=== TEXT EXTRACT ===
>> Begin
For history see Germany (History).

The German Bight

The German Bight is one of the most challenging sailing areas. At the same time the sailor is confronted with tidal conditions, shallow depths, dence traffic on comparably narrow space and the for this area typical weather pattern of passing frontal systems. The coast lines are low and without significant structure and when sailing over safe depth 10 meters or more, the shoreline can indeed be miles away. The inshore areas are characterized by sandy shallows that can change rapidly.

Commercial traffic and Traffic Separation Schemes

The German Bight is a water of heavy commercial traffic coming in from the south western North Sea with destinations in the River Jade, Weser or Elbe (continuing through the Kiel Kanal at Brunsbüttel or to Europe's second biggest Port of Hamburg). To safely manage the dence traffic a huge system of Traffic Separation Schemes (TSS) has been installed, starting with the TSS Dover Strait and adjacent waters, continuing in the Southern North Sea off the coast of Belgium and the Netherlands and splitting off into the Off Botney Grounds TSS and the West Frisian TSS, that unite at about 54°05'N, 004°20'E to the TSS German Bight Western Approach.

Another system of TSS is installed more inshore: the Off Texel TSS continues into the TSS Terschelling-German Bight. At the eastern end the TSS German Bight Western Approach and the TSS Tershelling-German Bight merge into the TSS Jade Approach and the TSS Elbe Approach.

It is strongly recommended to avoid these areas wherever possible – the crossing of all TSS has to be done according to Rule 10 ( c ) of the International Regulations for Preventing Collisions at Sea (IRPCS): on a heading as nearly as practicable at right angles to the general direction of traffic flow. You must keep in mind the wind and tidal impact and as the TSS in the German Bight are under constant radar surveillance it is more strongly advised to even keep a reasonable course by using the motor, if the ground speed falls below 3knots or this course cannot be obtained.

Between the chain of Frisian Islands and the TSS Terschelling-German Bight an Inshore Traffic Zone (ITZ) is installed between the northern End of Texel and the western End of Wangerooge. This zone should be used by incoming or outgoing yachts. Except in the River Ems approach there won't be any commercial traffic, exept local fishing, but that also at night.

When beating to windward it is no problem using the entire width of the ITZ, but make sure not to enter the TSS and on the shore side not to go beyond the 10 meter line: a good orientation are the lighted approach buoys for the marked fairways to the harbours of the East Frisian Islands. (Most of the buoys marking the fairways are not lit!). On stronger onshore winds it is even advisable to stay further out to avoid breaking seas over shallow water.

There are marked inshore waterways behind the islands and the Wadden Sea that can be even used under stronger wind conditions, but they fall dry half of the time. This is a perfect sailing area for boats with variable or shallow draught, but keep to the watt chans marked with special withies and as most of these areas are National Parks, special rules apply. The parks are divided into 3 zones, whereas in Zone 1 (resting zone for wild life) drying out is not permitted. The zones are shown on the charts. For sailing ‘behind’ the islands you need up to date charts, as the sands - and therefore the watt chans - can change rapidly from season to season.

Entering the Seegaten

“If in doubt – keep out”
>> End
=== SUPPLIED DATA ===
>> Begin
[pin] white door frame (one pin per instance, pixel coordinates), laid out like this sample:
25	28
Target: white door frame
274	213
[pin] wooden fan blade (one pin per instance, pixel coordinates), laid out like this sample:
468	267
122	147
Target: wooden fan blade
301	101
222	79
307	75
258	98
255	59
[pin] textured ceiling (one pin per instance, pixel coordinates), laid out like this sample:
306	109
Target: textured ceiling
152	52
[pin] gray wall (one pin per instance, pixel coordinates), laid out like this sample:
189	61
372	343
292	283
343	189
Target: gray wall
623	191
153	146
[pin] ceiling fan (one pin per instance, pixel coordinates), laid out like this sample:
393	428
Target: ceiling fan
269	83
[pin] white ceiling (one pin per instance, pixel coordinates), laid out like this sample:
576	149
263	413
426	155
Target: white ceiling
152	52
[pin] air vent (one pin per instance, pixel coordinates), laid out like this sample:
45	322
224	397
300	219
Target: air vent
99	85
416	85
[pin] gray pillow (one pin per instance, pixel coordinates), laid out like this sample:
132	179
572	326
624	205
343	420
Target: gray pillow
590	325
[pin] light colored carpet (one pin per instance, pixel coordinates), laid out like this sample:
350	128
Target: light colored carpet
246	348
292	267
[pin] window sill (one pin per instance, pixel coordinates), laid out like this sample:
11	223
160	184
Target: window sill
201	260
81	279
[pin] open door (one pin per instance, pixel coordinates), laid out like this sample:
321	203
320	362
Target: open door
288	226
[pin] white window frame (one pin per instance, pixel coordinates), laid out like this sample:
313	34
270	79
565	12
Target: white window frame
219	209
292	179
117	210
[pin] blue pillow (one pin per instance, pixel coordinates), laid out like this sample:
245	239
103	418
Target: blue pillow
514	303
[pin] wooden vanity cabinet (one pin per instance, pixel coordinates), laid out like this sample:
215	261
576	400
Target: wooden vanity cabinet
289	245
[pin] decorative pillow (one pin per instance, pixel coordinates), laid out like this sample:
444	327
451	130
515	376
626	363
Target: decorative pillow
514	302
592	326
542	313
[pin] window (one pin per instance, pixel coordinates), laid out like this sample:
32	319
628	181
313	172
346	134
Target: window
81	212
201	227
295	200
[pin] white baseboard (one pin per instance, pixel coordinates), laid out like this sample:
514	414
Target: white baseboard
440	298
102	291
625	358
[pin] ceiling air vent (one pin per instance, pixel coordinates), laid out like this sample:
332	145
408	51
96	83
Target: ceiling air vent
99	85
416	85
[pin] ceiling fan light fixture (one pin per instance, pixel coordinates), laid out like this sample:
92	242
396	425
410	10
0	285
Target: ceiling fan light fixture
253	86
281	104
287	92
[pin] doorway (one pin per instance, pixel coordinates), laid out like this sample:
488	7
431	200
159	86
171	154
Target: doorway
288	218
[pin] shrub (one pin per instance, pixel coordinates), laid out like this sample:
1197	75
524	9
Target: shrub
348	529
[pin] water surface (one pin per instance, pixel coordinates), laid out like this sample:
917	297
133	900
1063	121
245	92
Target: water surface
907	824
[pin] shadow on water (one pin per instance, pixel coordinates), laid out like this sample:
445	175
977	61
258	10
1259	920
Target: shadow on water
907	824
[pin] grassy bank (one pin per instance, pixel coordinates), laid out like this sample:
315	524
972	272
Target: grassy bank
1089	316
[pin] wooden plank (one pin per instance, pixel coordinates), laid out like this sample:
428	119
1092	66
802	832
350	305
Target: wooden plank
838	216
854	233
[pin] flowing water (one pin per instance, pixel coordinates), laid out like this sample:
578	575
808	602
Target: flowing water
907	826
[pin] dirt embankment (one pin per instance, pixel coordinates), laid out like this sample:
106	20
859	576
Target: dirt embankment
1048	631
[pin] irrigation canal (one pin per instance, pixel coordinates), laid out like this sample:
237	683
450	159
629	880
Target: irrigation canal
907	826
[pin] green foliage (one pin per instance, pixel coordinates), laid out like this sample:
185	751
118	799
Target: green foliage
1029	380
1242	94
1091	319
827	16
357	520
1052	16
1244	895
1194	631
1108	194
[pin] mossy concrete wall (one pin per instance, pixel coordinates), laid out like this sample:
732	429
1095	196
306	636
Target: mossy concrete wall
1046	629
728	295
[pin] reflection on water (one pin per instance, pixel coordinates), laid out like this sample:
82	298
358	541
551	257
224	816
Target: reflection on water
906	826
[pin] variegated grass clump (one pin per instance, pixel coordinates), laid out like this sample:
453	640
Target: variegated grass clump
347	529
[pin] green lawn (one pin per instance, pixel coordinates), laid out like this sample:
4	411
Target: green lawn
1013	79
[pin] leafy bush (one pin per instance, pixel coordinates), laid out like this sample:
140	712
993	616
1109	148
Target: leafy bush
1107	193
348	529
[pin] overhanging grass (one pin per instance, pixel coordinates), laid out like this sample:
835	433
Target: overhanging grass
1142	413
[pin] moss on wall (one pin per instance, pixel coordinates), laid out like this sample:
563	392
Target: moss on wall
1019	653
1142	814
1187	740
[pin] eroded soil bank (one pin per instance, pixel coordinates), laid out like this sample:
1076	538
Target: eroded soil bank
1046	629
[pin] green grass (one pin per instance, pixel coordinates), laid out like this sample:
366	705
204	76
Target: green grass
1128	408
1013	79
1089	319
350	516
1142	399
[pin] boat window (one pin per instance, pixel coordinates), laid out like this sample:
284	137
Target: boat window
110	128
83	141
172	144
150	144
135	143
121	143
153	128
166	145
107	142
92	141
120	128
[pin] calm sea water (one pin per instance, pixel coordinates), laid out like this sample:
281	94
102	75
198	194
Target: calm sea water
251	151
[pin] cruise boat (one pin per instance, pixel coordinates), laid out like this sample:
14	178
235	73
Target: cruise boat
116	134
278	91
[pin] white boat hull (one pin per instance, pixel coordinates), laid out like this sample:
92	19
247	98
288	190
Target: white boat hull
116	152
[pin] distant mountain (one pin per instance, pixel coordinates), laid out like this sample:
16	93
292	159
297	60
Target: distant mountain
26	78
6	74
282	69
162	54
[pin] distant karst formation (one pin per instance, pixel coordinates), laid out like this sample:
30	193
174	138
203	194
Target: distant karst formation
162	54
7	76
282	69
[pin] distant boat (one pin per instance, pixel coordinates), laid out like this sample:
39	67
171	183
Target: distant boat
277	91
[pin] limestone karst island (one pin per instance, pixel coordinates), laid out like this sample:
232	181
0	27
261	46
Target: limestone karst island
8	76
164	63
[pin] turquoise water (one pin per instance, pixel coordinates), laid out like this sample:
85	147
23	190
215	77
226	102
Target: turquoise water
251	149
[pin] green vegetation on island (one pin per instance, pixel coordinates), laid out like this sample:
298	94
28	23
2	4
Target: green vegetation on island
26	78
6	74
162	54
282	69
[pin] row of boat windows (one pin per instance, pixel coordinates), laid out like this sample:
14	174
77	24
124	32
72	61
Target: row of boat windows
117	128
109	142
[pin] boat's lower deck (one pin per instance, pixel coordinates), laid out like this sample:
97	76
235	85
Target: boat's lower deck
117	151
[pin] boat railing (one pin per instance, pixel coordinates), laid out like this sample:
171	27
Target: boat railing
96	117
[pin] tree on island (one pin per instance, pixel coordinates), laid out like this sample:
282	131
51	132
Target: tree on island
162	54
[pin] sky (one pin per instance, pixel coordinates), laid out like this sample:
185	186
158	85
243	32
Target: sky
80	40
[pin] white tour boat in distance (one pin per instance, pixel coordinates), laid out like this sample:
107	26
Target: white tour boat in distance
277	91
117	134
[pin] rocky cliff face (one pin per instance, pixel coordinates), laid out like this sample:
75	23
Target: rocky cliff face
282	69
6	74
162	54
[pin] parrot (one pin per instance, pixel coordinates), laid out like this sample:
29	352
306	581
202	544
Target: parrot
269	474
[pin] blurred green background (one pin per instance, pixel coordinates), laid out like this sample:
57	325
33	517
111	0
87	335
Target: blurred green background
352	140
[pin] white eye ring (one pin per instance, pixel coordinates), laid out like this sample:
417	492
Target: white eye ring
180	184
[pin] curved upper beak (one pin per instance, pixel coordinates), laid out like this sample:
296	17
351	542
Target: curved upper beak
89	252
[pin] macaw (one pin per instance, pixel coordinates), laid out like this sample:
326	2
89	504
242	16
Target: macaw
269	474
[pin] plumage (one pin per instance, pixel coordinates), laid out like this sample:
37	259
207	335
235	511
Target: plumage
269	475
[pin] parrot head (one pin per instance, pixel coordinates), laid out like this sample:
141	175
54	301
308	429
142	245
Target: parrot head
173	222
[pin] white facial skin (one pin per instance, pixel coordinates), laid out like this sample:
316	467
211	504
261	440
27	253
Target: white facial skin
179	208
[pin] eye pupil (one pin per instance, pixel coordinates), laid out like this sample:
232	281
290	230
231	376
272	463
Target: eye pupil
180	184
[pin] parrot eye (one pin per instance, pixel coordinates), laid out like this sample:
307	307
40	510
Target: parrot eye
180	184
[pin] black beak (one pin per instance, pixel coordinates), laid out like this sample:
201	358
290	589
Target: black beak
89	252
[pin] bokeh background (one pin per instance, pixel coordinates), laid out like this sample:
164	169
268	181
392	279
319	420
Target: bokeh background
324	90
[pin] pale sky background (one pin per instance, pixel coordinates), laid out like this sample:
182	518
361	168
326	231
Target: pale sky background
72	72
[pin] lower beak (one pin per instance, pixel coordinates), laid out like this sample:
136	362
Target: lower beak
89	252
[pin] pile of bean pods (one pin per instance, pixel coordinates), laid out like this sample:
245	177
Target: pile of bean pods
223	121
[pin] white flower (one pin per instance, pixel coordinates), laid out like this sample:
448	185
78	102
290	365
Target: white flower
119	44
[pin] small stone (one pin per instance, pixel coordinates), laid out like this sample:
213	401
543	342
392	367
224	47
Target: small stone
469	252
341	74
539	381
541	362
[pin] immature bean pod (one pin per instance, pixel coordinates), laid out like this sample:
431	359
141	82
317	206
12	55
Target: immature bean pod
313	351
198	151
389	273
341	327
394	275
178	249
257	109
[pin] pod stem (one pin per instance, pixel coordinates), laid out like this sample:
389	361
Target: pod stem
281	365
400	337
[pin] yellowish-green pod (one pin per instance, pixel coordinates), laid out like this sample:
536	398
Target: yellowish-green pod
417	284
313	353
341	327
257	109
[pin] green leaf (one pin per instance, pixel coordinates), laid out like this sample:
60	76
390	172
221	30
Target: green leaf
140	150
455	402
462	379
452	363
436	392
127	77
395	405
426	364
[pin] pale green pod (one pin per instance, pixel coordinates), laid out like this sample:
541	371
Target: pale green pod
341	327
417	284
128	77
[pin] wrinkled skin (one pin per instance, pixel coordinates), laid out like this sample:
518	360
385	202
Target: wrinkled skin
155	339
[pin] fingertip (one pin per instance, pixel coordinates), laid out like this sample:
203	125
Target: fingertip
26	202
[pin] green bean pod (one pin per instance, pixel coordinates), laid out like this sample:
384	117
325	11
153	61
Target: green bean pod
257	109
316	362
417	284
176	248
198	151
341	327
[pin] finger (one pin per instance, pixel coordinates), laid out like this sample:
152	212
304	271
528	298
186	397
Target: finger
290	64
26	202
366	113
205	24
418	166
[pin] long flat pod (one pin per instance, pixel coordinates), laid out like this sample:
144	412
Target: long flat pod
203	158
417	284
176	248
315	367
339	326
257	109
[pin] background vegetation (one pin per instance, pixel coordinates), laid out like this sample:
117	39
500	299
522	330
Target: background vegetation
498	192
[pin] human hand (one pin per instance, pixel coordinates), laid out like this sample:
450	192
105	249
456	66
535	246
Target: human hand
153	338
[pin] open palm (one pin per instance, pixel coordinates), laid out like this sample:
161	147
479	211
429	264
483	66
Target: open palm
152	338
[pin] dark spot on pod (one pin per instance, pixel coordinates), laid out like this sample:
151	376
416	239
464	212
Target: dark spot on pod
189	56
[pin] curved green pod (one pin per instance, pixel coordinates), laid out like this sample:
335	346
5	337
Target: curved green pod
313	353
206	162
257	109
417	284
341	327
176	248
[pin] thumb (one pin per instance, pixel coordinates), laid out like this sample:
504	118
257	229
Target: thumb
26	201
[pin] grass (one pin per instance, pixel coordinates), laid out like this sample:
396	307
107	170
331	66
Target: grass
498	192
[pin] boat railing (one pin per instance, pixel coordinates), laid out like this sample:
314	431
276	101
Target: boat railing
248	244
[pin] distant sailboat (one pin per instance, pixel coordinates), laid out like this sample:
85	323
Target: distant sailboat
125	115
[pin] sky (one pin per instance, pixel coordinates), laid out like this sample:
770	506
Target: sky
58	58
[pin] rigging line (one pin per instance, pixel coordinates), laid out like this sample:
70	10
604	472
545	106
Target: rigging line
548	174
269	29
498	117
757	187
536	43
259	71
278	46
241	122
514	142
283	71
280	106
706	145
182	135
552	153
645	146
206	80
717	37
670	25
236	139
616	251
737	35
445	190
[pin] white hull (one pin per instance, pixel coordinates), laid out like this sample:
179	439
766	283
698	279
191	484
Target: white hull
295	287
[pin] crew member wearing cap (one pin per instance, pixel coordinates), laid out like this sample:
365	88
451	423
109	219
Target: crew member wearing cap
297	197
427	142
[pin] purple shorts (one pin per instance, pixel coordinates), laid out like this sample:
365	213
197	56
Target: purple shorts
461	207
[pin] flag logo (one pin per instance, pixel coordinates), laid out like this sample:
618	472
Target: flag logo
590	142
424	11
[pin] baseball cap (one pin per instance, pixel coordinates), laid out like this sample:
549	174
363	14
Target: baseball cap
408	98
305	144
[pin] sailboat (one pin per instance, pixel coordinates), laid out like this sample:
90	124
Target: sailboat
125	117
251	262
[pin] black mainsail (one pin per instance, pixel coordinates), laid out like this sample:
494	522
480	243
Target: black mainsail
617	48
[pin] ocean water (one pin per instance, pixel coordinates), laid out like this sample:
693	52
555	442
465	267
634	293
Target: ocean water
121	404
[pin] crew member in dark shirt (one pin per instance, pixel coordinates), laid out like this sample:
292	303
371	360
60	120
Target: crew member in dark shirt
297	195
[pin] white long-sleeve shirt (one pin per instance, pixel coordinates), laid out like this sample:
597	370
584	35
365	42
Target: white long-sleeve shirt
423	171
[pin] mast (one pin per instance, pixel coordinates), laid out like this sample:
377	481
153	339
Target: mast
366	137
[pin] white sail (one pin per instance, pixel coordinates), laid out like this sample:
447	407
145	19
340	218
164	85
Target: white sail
>> End
=== DIRECTIONS ===
1) Reproduce the German Bight text from "There are marked" up to and including "season to season.".
2) Find each line of the entries that contains the word "human", and copy every such line.
The German Bight text and the entries are unrelated pieces of material.

=== RESPONSES TO THE EXERCISE ===
1)
There are marked inshore waterways behind the islands and the Wadden Sea that can be even used under stronger wind conditions, but they fall dry half of the time. This is a perfect sailing area for boats with variable or shallow draught, but keep to the watt chans marked with special withies and as most of these areas are National Parks, special rules apply. The parks are divided into 3 zones, whereas in Zone 1 (resting zone for wild life) drying out is not permitted. The zones are shown on the charts. For sailing ‘behind’ the islands you need up to date charts, as the sands - and therefore the watt chans - can change rapidly from season to season.

2)
[pin] human hand (one pin per instance, pixel coordinates), laid out like this sample:
Target: human hand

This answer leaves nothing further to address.